» **Extrait source**
Je suis toujours trop jeune et trop vieux




Dimanche 19 février 2012, 16h-17h20, théâtre des Bouffes du Nord, 37bis boulevard de la Chapelle, Paris 10e. C’est la dernière de la reprise du « concert scénique » de Heiner Goebbels, Max Black (créé en 1998), avec le génial André Wilms qui dit un agencement de textes de Paul Valéry, de Georg Christoph Lichtenberg, de Ludwig Wittgenstein (professeur de Max Black à Cambridge) et de Max Black lui-même, philosophe et mathématicien (1909-1988). Chaque geste, chaque déplacement, est un événement sonore et, le plus souvent, lumineux : ampoules, projecteurs, flammes, feux d’artifice (pyrotechnie par Pierre-Alain Hubert). Ça parle de logique et de jeux de langage. C’est extrêmement réjouissant. On n’a pas le droit de photographier et de filmer pendant le spectacle. Je note cette phrase, dite par l’interrupteur de la lampe de bureau : « Je suis toujours trop jeune et trop vieux ». Je me souviens avoir été, dans ma jeunesse, photographe de théâtre (photo du milieu). Au début, André Wilms est sur scène alors que le public s’installe (ce sera plein, on verra bientôt, au 4e rang du parterre, l’ancien maître du lieu, Peter Brook, chemise turquoise et pull sombre sur les épaules, photo du haut) et, à la fin, le public reste, fasciné par la lumière et par les machines-instruments (photo du bas).

À lire :
« André Wilms n’aime pas les fleuves tranquilles », par Fabienne Darge
Article du Monde, 17 février 2012

On se demandait, en arrivant chez André Wilms, si son antre ressemblerait à celui de son personnage dans Eraritjaritjaka, le spectacle d’Heiner Goebbels que l’acteur a joué aux Ateliers Berthier en 2004 : un refuge d’intellectuel européen venu du « monde d’hier », tapissé de livres. Mais non. André Wilms n’a plus qu’un « pied-à-terre » parisien, un peu anonyme. Il vit le plus souvent non pas au Havre, comme l’antihéros du dernier film d’Aki Kaurismäki, mais en Bretagne, dans une petite maison à la pointe du Raz, autant dire au bout du monde. « Je ne supportais plus Paris, qui est devenue une ville totalement touristique », lance-t-il, entre imprécation et humour pince-sans-rire.

Extraits d'un jeu de données de détection:
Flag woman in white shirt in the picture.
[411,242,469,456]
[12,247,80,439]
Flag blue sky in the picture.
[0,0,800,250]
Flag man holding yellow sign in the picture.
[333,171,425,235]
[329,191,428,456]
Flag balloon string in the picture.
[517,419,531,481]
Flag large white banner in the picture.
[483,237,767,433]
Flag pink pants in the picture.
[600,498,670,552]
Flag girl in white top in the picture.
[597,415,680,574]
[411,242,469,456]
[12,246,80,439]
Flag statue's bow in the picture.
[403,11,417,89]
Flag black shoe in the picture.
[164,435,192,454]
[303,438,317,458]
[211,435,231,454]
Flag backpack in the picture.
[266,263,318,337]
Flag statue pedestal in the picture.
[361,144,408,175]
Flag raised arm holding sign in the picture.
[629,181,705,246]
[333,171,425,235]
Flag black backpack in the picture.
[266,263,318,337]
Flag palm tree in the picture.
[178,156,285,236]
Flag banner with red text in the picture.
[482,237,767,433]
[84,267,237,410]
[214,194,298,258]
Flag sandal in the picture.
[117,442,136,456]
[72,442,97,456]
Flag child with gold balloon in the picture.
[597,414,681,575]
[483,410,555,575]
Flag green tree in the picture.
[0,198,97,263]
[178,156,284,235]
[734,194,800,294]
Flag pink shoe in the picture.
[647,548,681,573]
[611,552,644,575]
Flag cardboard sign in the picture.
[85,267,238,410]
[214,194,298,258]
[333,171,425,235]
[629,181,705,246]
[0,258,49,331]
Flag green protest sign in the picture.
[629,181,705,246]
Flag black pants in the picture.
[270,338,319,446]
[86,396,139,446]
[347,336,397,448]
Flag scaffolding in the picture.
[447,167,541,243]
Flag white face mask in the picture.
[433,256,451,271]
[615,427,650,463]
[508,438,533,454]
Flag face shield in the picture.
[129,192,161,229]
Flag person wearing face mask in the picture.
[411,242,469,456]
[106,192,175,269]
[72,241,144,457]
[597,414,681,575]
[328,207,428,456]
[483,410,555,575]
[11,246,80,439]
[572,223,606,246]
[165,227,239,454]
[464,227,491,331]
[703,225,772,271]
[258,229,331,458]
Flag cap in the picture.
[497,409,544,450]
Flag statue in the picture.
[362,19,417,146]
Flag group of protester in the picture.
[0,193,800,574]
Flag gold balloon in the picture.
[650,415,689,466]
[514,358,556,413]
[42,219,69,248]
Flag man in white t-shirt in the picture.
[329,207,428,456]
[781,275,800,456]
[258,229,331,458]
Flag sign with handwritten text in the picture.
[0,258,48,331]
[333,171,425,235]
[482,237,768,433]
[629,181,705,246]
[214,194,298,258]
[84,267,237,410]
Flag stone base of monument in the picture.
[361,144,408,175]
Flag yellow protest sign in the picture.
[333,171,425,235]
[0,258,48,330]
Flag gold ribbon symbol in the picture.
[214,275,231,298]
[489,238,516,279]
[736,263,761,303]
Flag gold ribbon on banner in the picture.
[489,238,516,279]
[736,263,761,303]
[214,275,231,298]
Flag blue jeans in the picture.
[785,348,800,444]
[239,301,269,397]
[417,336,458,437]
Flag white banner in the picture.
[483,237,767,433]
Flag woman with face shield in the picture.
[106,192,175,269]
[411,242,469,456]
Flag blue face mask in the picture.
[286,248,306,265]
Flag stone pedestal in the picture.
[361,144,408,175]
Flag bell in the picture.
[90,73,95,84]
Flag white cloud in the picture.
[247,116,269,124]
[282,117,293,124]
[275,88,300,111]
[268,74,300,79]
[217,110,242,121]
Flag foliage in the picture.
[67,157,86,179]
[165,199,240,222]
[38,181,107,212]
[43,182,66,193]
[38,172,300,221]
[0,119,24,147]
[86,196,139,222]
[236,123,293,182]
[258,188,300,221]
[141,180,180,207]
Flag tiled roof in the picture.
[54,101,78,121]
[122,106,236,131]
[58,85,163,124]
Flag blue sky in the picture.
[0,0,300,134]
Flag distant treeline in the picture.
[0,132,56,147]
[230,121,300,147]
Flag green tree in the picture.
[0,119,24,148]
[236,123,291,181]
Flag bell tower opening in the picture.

» **Tâche à réaliser**
D'après l'extrait source, de quels auteurs sont les textes qu'André Wilms dit dans Max Black ? Nommez-les tous.

» **Réponse rédigée**
Ces textes sont de Paul Valéry, de Georg Christoph Lichtenberg, de Ludwig Wittgenstein et de Max Black lui-même.